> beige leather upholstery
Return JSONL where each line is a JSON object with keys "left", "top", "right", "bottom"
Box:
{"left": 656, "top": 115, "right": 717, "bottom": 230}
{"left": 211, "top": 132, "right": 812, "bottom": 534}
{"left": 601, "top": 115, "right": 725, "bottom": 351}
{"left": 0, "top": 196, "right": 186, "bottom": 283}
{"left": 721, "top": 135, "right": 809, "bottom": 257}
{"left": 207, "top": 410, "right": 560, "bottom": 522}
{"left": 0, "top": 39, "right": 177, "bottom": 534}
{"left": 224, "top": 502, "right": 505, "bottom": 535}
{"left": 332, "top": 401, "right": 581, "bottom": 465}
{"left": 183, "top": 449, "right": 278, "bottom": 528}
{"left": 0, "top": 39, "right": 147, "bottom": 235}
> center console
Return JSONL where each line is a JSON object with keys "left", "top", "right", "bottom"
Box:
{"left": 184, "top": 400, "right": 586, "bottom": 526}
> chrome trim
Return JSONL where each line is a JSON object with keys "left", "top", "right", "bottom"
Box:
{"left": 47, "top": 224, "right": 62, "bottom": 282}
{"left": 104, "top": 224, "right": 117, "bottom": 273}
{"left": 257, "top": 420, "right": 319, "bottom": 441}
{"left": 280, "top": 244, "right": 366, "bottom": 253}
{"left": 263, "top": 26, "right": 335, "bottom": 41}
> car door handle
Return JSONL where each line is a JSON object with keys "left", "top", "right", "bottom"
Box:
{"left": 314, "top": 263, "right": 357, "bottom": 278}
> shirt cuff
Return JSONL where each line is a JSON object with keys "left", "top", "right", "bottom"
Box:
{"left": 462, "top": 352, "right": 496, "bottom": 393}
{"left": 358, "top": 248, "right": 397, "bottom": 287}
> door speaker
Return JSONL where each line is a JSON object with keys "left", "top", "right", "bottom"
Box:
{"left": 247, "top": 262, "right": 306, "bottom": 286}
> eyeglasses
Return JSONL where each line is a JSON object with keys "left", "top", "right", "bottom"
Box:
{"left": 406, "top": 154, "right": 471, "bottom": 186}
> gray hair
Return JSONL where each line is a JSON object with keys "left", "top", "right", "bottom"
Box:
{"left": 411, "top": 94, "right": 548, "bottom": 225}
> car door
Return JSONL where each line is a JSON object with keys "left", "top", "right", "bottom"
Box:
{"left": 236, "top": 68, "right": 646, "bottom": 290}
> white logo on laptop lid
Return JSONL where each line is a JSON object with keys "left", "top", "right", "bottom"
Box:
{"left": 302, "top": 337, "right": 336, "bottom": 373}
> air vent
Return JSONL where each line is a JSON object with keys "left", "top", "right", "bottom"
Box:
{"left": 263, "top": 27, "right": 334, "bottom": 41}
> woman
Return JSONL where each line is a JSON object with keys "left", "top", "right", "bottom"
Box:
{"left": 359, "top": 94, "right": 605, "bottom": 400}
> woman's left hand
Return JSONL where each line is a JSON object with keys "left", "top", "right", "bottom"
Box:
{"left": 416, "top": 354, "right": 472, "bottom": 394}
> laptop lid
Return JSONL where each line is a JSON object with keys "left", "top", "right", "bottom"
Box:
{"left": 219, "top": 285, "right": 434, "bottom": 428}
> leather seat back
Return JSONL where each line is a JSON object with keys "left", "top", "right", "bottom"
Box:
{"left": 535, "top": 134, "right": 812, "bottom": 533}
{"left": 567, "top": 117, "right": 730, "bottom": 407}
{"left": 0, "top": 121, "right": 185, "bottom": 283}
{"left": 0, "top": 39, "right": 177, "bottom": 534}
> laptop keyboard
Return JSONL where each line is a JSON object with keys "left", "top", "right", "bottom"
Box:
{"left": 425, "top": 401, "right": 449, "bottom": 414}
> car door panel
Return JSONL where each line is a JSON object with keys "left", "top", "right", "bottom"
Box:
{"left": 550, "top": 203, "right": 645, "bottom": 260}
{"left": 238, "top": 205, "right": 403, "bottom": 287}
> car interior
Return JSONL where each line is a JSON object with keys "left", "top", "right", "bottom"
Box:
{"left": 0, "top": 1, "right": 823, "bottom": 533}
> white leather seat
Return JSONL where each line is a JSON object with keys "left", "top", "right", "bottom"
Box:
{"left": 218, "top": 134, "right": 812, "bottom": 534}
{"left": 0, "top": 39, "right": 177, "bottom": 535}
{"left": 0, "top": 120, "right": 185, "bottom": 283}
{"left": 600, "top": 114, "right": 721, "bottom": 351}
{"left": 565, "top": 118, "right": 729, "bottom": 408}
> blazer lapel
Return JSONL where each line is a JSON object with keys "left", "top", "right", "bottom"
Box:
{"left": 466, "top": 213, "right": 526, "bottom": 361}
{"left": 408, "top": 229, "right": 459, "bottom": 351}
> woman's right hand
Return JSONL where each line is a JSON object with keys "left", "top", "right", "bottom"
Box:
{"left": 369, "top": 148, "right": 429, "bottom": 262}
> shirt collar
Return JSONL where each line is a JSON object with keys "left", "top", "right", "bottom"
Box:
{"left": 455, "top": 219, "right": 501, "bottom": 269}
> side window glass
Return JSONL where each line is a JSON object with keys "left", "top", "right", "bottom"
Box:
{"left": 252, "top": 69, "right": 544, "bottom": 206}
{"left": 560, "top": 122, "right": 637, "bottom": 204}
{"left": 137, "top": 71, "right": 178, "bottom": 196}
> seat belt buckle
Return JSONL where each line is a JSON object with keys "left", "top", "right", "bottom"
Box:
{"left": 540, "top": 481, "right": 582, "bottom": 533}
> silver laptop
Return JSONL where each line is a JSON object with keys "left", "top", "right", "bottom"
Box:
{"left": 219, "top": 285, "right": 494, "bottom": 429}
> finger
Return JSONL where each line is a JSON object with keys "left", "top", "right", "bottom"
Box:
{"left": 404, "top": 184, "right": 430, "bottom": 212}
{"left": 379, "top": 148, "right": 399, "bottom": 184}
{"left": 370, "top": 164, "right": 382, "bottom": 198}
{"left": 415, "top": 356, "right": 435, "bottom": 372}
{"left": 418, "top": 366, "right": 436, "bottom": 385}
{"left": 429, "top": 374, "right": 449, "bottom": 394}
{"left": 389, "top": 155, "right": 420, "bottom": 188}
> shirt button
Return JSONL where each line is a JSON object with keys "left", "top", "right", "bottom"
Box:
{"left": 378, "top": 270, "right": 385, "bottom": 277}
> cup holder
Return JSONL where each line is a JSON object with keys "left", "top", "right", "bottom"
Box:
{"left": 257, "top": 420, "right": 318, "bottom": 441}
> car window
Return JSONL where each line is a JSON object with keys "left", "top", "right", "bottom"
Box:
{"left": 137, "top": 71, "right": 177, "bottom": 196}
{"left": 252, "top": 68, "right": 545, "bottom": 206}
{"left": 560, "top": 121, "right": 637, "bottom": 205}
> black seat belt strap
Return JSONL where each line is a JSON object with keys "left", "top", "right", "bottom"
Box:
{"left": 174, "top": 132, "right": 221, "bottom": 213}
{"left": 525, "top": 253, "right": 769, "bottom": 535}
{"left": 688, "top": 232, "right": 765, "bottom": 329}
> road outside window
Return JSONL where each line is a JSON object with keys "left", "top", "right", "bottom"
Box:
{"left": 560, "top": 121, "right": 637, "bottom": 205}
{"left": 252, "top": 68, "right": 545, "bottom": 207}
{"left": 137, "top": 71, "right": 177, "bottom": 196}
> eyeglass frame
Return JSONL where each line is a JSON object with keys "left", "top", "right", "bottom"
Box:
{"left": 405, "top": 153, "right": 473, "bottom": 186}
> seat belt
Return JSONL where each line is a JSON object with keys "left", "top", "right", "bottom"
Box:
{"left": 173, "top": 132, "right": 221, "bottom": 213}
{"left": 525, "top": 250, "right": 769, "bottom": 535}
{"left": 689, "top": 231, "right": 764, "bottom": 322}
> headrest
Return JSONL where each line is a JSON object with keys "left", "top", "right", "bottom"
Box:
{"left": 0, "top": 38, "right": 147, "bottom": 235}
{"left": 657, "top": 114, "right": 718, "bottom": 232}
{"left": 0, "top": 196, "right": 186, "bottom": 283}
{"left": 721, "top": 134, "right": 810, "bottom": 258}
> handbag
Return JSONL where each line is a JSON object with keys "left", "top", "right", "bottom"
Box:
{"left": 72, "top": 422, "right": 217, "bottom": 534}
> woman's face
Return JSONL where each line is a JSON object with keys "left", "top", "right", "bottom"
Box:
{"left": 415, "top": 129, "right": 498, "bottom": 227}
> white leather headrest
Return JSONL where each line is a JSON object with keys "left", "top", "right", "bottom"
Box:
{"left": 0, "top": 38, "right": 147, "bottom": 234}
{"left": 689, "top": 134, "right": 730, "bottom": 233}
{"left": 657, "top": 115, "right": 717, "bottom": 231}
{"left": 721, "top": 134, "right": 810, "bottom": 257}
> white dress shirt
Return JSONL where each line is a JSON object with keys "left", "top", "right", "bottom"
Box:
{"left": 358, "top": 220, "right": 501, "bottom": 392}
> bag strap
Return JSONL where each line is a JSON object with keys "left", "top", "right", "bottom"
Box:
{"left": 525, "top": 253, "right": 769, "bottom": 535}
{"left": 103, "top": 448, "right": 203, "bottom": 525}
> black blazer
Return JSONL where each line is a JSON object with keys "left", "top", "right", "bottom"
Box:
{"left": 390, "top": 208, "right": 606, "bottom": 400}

TASK GOAL
From the listing above, count every line where the word "door" occurs; the answer is that number and nothing else.

ANSWER SECTION
4